Exercise goal
Write out again every line in the part that opens with the line containing "Where can you see the palm" and closes with the line containing "(1190, 863)", offsetting each point coordinate by adding 106 to both of its numbers. Return only those lines.

Data for this exercise
--- begin ---
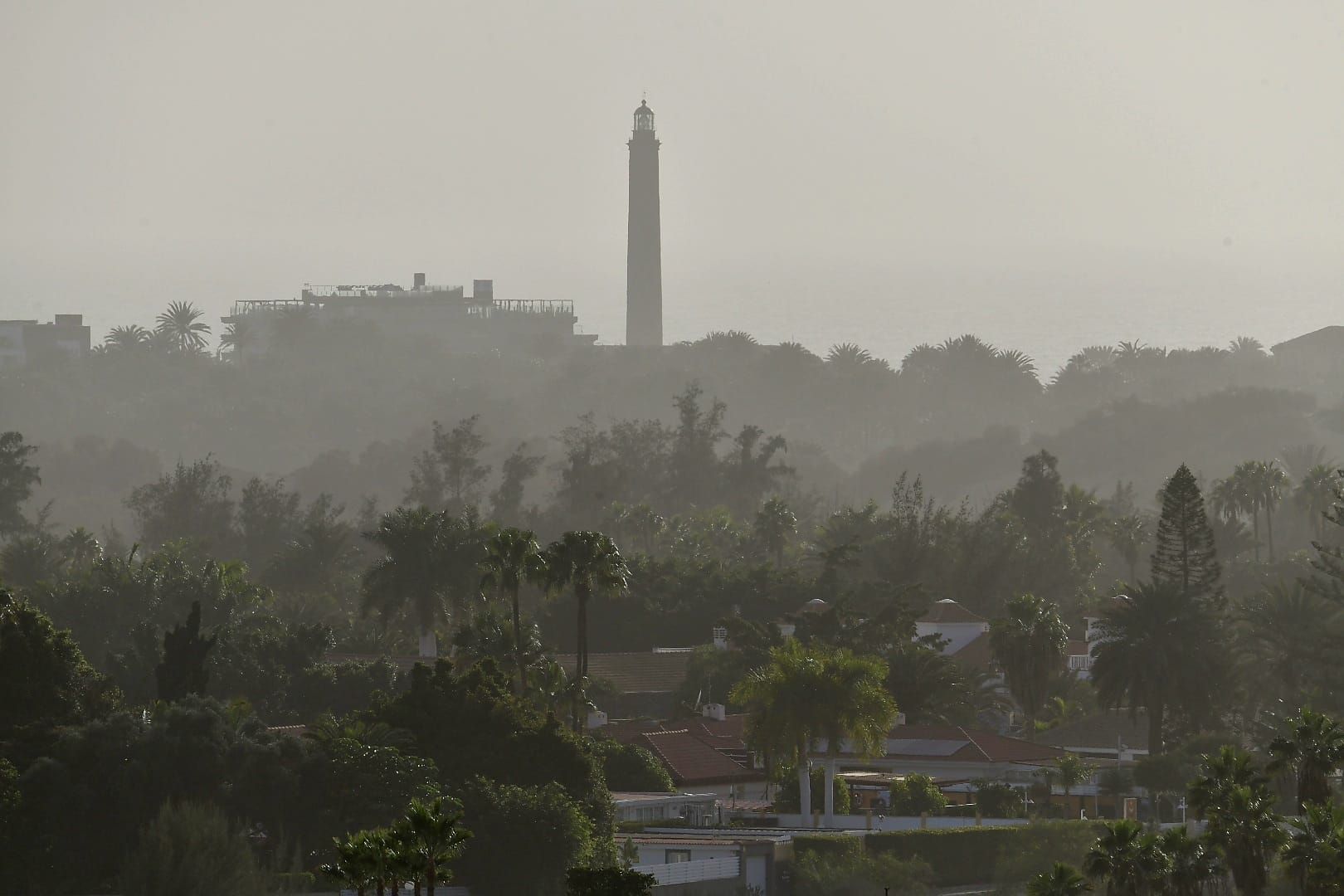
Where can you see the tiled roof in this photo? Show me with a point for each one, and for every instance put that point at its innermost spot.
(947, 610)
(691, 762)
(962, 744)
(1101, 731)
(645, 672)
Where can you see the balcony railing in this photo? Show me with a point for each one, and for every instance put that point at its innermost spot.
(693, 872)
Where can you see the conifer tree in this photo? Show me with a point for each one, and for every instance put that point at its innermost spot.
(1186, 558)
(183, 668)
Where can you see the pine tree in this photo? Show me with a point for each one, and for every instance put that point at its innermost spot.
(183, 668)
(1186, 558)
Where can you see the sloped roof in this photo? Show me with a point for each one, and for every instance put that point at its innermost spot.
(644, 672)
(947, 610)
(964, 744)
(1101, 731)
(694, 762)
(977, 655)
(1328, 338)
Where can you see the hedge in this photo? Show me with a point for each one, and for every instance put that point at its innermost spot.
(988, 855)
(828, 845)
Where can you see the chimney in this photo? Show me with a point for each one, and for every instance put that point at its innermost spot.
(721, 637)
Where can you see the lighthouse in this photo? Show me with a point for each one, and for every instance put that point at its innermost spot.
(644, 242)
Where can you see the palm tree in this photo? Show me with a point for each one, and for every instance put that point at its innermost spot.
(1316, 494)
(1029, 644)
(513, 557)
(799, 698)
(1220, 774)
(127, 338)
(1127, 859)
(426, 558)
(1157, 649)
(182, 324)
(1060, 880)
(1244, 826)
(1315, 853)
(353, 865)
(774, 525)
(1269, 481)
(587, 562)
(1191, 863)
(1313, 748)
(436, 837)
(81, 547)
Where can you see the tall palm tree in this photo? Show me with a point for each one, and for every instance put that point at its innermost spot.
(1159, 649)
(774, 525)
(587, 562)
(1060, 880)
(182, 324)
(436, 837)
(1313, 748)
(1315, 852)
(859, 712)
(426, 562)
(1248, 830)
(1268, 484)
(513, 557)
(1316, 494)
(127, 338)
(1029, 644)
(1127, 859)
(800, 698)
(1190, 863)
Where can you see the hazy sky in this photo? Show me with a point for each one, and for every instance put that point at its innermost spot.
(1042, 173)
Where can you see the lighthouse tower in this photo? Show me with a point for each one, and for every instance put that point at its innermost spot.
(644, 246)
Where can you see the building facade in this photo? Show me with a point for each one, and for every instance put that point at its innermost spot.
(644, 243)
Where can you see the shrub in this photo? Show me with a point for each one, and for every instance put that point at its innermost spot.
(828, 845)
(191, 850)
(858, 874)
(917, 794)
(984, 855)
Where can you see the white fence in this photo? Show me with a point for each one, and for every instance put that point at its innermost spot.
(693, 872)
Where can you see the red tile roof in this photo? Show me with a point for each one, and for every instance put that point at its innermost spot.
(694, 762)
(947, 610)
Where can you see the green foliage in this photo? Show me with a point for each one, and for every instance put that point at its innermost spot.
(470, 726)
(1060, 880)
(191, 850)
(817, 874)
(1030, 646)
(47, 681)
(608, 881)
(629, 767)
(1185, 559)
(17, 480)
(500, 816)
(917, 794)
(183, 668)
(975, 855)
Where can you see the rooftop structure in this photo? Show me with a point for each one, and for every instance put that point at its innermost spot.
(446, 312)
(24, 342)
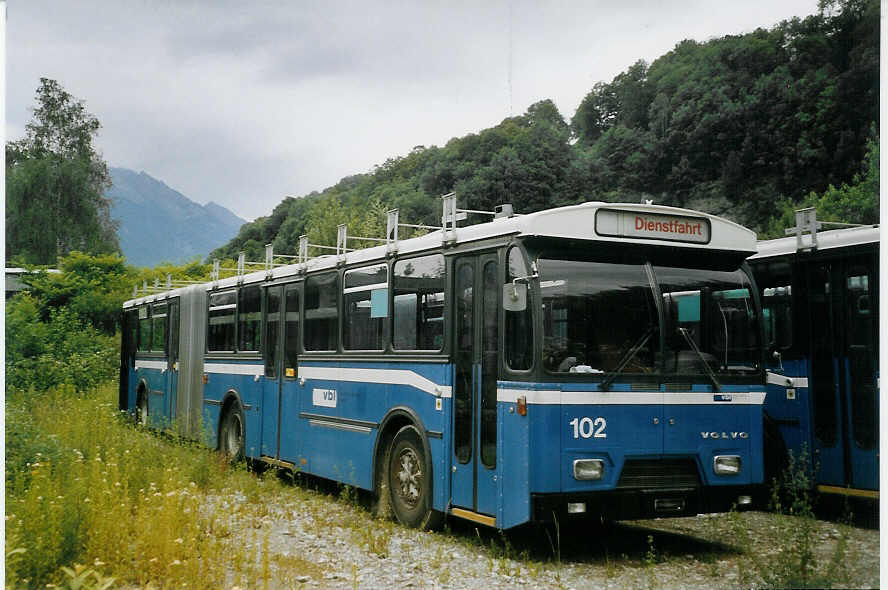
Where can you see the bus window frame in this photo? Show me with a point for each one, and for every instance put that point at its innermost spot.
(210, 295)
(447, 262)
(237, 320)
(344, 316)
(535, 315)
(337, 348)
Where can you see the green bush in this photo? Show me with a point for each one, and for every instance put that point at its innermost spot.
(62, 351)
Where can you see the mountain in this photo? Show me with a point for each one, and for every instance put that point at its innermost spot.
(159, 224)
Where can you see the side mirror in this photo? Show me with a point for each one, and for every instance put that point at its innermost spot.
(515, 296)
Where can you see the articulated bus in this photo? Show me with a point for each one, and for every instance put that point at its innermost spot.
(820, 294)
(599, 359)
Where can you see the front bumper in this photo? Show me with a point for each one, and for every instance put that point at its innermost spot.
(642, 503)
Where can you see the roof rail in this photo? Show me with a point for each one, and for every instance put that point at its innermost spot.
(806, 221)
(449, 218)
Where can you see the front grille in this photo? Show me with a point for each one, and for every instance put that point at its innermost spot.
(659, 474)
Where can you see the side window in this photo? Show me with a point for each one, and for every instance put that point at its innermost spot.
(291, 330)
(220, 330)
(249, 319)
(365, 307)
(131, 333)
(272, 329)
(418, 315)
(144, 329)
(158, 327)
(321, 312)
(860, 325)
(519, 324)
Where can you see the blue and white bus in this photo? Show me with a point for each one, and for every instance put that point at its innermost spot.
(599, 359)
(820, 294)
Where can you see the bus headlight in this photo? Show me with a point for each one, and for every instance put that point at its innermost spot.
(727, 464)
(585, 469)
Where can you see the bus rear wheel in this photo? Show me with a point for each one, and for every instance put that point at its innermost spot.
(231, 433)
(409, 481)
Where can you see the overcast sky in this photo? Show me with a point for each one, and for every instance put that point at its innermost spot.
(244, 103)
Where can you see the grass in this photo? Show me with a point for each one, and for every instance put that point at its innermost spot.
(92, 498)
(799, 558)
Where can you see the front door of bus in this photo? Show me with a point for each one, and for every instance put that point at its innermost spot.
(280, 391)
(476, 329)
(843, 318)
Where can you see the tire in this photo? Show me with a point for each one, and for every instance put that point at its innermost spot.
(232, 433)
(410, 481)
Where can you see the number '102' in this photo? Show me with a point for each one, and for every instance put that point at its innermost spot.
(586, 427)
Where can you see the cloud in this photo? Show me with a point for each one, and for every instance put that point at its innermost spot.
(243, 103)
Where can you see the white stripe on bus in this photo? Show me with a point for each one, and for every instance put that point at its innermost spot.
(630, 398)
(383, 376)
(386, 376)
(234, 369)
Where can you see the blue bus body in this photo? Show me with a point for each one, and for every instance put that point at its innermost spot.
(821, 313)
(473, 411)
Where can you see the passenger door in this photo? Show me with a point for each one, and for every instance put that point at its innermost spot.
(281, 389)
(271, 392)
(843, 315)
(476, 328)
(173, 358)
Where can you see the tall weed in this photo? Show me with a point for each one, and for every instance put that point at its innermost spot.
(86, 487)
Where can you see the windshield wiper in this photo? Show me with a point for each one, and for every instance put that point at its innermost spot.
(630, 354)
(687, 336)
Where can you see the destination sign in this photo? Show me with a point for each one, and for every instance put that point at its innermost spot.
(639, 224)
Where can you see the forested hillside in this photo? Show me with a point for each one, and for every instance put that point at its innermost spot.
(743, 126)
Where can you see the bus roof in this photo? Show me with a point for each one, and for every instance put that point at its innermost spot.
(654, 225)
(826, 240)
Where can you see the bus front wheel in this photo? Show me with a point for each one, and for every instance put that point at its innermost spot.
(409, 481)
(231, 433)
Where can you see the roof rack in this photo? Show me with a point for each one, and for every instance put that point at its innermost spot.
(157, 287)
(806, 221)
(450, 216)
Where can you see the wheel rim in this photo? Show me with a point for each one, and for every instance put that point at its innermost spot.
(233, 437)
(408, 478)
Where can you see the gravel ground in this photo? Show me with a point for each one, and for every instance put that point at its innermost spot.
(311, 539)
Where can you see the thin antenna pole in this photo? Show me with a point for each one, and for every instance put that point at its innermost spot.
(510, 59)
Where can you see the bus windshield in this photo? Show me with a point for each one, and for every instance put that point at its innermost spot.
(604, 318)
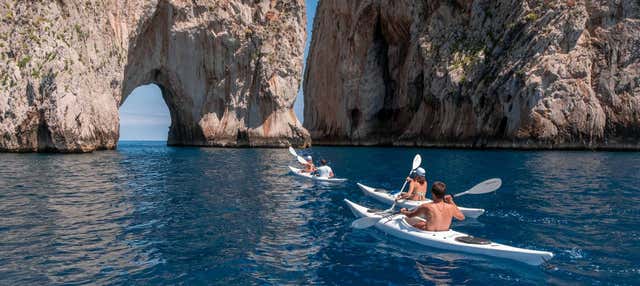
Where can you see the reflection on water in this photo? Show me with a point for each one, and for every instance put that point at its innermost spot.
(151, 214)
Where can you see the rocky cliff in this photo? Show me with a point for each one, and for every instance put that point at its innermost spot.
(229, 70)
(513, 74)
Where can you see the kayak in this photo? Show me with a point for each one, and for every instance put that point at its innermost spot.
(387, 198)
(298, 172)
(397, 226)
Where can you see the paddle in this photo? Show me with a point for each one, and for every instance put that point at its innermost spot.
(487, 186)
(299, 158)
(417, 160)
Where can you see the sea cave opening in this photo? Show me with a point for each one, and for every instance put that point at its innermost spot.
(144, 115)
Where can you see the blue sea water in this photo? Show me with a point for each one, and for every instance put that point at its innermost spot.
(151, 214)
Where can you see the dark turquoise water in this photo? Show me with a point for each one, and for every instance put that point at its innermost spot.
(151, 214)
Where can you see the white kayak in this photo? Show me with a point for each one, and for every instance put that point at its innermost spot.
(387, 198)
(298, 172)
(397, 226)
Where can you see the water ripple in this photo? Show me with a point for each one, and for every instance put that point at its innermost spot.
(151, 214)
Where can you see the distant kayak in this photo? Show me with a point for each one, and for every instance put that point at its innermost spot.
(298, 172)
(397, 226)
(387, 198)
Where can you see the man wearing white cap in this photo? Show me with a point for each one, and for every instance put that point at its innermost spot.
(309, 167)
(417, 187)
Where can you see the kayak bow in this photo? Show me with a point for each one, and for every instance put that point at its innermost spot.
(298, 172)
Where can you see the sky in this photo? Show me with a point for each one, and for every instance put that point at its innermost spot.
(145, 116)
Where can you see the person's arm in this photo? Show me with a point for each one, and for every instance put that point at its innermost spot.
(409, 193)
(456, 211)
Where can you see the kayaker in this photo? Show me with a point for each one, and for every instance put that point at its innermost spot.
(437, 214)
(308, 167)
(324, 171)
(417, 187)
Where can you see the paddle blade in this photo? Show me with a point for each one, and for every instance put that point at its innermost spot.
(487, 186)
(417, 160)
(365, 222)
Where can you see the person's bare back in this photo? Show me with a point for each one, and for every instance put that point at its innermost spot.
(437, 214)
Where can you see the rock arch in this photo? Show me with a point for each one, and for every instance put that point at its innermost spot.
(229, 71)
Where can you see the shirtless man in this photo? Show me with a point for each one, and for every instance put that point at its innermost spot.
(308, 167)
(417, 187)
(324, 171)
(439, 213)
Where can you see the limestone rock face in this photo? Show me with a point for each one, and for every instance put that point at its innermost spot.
--- end ---
Solution to this task
Where can you see the palm tree in this photo? Show me with a point for each one, and for every instance put that point at its innermost spot.
(1422, 600)
(1135, 750)
(619, 663)
(905, 804)
(1326, 880)
(233, 444)
(1233, 965)
(532, 664)
(1263, 755)
(288, 430)
(1166, 986)
(1350, 932)
(1421, 959)
(459, 971)
(880, 631)
(1375, 587)
(693, 668)
(1297, 969)
(1419, 854)
(542, 943)
(187, 653)
Where can you see the tall palm tree in this photo? Show me with a point for each one, and for every instance put that point at its innermost spot.
(1265, 755)
(880, 631)
(693, 668)
(1166, 986)
(288, 430)
(542, 943)
(1419, 854)
(1421, 958)
(965, 818)
(532, 668)
(1354, 936)
(1374, 590)
(619, 663)
(1422, 600)
(233, 444)
(1135, 750)
(1233, 965)
(906, 804)
(1296, 969)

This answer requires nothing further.